# [TASK OBJECTIVE]
Put the material starting at the line containing "Could you locate every spider's abdomen" and ending at the line containing "[22,47,709,339]" into a Markdown table with the columns Row and Line. Skip blank lines.

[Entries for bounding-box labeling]
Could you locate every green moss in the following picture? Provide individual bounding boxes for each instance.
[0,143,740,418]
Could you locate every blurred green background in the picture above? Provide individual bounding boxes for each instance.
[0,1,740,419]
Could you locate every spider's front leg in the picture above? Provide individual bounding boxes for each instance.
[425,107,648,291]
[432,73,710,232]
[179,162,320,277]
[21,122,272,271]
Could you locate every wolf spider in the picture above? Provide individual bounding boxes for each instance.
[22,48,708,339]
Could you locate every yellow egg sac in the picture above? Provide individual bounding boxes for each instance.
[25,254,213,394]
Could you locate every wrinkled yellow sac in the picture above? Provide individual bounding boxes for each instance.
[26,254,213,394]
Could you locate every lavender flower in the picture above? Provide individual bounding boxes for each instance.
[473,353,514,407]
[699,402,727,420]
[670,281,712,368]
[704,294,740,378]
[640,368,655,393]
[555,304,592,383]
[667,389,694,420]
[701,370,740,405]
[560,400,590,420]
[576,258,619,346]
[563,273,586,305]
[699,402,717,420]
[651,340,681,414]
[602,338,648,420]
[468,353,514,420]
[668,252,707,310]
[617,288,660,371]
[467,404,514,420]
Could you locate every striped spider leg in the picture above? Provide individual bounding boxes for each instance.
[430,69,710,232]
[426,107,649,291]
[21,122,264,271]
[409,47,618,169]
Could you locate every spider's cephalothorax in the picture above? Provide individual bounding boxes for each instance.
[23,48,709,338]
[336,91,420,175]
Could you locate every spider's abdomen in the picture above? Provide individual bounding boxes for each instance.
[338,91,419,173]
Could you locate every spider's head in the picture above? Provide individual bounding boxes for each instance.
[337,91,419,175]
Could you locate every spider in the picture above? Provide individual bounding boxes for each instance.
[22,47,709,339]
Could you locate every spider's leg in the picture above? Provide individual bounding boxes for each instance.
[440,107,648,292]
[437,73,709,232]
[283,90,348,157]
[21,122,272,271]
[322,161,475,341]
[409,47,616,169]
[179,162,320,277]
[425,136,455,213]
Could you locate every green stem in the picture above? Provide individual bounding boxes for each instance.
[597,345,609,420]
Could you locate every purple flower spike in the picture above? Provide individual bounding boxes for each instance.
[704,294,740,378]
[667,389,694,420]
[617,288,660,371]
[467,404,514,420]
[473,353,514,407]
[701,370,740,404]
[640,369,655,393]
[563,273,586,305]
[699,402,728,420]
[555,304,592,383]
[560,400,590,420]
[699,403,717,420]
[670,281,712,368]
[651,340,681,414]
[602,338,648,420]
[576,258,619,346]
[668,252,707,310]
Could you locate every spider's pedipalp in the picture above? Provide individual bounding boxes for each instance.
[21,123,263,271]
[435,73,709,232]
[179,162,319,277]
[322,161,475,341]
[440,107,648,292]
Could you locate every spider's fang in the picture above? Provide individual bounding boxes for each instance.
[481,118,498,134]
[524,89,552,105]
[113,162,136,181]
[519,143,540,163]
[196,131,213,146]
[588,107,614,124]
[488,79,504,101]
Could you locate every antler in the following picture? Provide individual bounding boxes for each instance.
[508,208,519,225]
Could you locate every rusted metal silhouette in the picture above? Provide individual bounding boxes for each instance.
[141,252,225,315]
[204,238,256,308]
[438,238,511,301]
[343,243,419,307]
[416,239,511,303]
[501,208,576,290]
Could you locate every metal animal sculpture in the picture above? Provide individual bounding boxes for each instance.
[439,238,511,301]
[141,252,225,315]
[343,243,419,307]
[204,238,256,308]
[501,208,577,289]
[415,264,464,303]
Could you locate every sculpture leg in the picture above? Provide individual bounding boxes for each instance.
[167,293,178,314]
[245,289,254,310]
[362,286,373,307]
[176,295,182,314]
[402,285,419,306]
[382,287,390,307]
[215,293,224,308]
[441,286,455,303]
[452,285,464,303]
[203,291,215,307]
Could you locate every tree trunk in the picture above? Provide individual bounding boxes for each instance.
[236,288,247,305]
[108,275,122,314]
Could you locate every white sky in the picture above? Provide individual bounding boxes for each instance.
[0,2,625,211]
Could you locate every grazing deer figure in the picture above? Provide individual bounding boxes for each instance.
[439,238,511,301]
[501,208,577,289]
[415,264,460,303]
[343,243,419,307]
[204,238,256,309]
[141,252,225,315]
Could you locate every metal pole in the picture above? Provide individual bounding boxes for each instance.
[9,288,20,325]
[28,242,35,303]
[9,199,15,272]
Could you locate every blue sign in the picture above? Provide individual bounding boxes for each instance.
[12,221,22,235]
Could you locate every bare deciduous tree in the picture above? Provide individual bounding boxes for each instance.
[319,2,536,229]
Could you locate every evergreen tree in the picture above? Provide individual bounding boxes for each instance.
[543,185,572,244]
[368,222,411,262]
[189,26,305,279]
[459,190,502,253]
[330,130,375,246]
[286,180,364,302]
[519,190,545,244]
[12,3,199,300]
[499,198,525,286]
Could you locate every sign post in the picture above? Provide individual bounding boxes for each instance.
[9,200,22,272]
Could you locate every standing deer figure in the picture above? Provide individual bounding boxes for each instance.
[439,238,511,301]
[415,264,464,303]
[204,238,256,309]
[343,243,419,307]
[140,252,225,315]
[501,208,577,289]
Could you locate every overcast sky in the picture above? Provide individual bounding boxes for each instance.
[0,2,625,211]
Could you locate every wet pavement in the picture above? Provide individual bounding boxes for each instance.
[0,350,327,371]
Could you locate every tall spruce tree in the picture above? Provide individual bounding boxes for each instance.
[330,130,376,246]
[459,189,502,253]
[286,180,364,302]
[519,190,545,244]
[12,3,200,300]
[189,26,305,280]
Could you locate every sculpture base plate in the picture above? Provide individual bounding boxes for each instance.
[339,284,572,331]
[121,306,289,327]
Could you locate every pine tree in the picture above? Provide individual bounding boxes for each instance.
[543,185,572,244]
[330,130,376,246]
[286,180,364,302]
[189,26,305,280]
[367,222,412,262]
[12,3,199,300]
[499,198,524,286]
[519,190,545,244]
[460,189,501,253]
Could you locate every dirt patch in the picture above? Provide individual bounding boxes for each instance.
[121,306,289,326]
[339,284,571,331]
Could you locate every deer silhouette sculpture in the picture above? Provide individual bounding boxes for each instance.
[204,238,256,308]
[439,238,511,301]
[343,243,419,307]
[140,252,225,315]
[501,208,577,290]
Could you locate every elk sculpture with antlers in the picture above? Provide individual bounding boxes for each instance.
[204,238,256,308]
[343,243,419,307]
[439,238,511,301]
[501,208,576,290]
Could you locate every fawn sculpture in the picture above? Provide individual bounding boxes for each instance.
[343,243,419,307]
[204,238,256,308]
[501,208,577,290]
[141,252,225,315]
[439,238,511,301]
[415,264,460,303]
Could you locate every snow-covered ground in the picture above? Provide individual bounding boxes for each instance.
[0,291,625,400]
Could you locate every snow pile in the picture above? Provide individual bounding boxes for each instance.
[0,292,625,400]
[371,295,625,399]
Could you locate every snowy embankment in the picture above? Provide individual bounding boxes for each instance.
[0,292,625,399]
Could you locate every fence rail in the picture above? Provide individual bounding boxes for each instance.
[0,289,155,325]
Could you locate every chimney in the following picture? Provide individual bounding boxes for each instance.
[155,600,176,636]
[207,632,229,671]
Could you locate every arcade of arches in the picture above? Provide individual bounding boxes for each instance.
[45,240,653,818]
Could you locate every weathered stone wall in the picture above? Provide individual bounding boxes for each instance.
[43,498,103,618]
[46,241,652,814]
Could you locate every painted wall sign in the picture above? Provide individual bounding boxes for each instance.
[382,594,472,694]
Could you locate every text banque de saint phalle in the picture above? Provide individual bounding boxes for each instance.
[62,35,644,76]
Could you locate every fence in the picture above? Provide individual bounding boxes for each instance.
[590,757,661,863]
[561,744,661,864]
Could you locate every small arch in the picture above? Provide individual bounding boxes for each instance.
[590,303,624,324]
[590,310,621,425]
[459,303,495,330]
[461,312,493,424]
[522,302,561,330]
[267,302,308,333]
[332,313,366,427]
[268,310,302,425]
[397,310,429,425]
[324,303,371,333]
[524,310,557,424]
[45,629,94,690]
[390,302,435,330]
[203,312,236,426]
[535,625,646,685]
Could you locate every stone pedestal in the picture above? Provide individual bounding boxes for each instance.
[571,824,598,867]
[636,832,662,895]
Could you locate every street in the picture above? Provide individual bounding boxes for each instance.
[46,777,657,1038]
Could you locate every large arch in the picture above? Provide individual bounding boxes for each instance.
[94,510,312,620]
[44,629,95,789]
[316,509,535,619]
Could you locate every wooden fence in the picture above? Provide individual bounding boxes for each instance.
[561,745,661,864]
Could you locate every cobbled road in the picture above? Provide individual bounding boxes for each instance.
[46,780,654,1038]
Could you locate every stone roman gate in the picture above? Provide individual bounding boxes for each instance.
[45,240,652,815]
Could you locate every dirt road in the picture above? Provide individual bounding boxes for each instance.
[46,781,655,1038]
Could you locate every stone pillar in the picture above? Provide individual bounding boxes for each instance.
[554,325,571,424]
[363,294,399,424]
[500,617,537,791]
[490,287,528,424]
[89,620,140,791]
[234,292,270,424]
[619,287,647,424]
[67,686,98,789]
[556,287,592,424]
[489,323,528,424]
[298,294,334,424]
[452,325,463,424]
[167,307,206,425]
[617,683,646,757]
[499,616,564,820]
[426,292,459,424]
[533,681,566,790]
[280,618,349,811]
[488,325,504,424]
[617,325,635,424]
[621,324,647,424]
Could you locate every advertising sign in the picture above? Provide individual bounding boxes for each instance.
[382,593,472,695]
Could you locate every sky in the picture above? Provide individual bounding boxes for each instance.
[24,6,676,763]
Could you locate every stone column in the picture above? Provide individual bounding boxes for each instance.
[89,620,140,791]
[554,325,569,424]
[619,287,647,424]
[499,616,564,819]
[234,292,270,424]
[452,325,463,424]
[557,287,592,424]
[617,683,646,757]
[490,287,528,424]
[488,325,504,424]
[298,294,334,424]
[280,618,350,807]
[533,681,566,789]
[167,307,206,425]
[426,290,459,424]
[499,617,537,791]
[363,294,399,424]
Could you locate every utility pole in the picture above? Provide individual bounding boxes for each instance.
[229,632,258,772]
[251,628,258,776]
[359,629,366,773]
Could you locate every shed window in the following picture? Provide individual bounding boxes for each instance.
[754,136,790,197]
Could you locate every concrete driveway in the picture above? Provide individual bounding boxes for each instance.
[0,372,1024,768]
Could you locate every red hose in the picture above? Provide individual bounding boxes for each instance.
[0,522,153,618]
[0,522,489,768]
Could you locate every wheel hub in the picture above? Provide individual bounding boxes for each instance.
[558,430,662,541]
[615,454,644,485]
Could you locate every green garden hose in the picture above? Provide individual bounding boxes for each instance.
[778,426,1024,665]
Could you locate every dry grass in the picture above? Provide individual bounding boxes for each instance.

# [FULL OUTPUT]
| Row | Line |
|---|---|
| 1 | Could you locate every spider's abdomen in the picture above? Provide individual bounding boxes for each instance. |
| 2 | [338,91,419,173] |
| 3 | Could you locate every spider's head in the picture above? Provide individual bounding boxes for each instance. |
| 4 | [337,91,419,175] |
| 5 | Could you locate every spider in the picture above? Provide individual bounding boxes for each instance. |
| 6 | [22,47,709,339] |